# [Brano da leggere]
Di manga ne ho letti un sacco, ad aprile, ben quattordici! È tempo che ve ne parli.
Purtroppo non è raro un buon lavoratore finisca licenziato per false accuse, invidie, e/o la stolidità del proprio capo. Ma cosa succede quando capita a una giovane col potere di curare le ferite e tenere lontani i mostri? Che il paese è spacciato, come recita il titolo di Because I, the true saint, was banished, that country is done for!
La protagonista, che ha i succitati poteri, viene bandita con futili pretesti dal principe del regno fanta-medievale in cui vive, trovando lavoro (e futuro marito) nel regno vicino. La trama non brilla particolarmente ma alcuni tocchi me la fanno apprezzare, tipo il drago intenzionato a vendicare la protagonista che invece di radere al suolo tutto se la prende solo col responsabile. Finalmente una bestia magica intelligente. La futura caduta del regno è trattata con un misto di preoccupazione e comicità e ci sono piccoli misteri sparsi per la trama, tipo chi, come e perché abbia maledetto il Fenrir che la famiglia del futuro marito di lei tiene come animale domestico.
Nessuno dei personaggi brilla per profondità della caratterizzazione, ma non sono neanche stereotipati in modo tale da risultare fastidiosi o poco credibili. L’unico per cui mi sia dispiaciuto davvero non è la protagonista (coi suoi poteri non le era certo difficile trovare impiego), bensì il capo delle guardie; si vede che aveva del tenero per lei e gli ha spezzato il cuore non poter far cambiare idea al principe. Decide di dare la priorità al lavoro e al suo giuramento da cavaliere, finendo in prima linea a prendersi in faccia i casini delle pessime decisioni del principe. Povero.

Voci di annotazione con coordinate
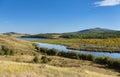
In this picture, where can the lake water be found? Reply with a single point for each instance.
(25, 38)
(64, 48)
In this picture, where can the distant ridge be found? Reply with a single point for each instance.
(95, 30)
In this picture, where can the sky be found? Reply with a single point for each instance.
(58, 16)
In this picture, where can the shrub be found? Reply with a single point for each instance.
(45, 59)
(6, 51)
(52, 52)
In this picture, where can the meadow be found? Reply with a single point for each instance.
(102, 45)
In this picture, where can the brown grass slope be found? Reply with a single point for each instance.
(19, 46)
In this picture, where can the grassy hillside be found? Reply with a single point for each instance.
(19, 46)
(70, 68)
(14, 34)
(103, 45)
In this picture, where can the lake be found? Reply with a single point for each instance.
(64, 48)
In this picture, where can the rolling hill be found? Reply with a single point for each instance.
(19, 46)
(15, 34)
(95, 30)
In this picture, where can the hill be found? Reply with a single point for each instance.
(19, 46)
(95, 30)
(15, 34)
(96, 33)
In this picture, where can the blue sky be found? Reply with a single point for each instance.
(57, 16)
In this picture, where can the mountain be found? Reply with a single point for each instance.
(15, 34)
(19, 46)
(95, 30)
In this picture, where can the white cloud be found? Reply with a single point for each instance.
(107, 3)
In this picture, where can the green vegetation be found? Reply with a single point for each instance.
(45, 59)
(102, 45)
(36, 59)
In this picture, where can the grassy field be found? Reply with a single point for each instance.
(19, 46)
(104, 45)
(58, 67)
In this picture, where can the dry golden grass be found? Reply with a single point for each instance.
(16, 44)
(58, 67)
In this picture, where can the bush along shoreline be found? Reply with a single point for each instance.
(107, 61)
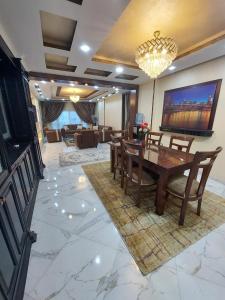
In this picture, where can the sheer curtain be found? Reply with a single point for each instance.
(68, 116)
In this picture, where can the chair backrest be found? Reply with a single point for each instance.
(153, 138)
(134, 153)
(204, 161)
(181, 143)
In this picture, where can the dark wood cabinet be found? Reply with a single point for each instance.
(21, 168)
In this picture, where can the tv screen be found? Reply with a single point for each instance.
(4, 128)
(191, 108)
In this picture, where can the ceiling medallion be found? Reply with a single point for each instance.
(156, 55)
(75, 98)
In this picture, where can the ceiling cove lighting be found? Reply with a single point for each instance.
(85, 48)
(156, 55)
(119, 70)
(171, 68)
(75, 98)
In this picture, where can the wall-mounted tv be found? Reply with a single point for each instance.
(191, 109)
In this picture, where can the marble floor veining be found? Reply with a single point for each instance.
(80, 255)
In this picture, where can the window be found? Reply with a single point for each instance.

# [Compiti ed esercizi]
**A.** Trascrivi dalla recensione del manga il passo che va da "La protagonista, che" fino a "come animale domestico." compreso.
**B.** Ripeti parola per parola le voci di annotazione, dalla riga con "In this picture, where can the tv" fino all'ultima riga delle voci, entrambe incluse.

# [Soluzioni di seguito]
**A.**
La protagonista, che ha i succitati poteri, viene bandita con futili pretesti dal principe del regno fanta-medievale in cui vive, trovando lavoro (e futuro marito) nel regno vicino. La trama non brilla particolarmente ma alcuni tocchi me la fanno apprezzare, tipo il drago intenzionato a vendicare la protagonista che invece di radere al suolo tutto se la prende solo col responsabile. Finalmente una bestia magica intelligente. La futura caduta del regno è trattata con un misto di preoccupazione e comicità e ci sono piccoli misteri sparsi per la trama, tipo chi, come e perché abbia maledetto il Fenrir che la famiglia del futuro marito di lei tiene come animale domestico.

**B.**
In this picture, where can the tv screen be found? Reply with a single point for each instance.
(4, 128)
(191, 108)
In this picture, where can the ceiling medallion be found? Reply with a single point for each instance.
(156, 55)
(75, 98)
In this picture, where can the ceiling cove lighting be found? Reply with a single point for each instance.
(85, 48)
(156, 55)
(119, 70)
(171, 68)
(75, 98)
In this picture, where can the wall-mounted tv be found? Reply with a single point for each instance.
(191, 109)
In this picture, where can the marble floor veining be found? Reply with a single point for each instance.
(80, 255)
In this picture, where can the window be found? Reply with a single point for each instance.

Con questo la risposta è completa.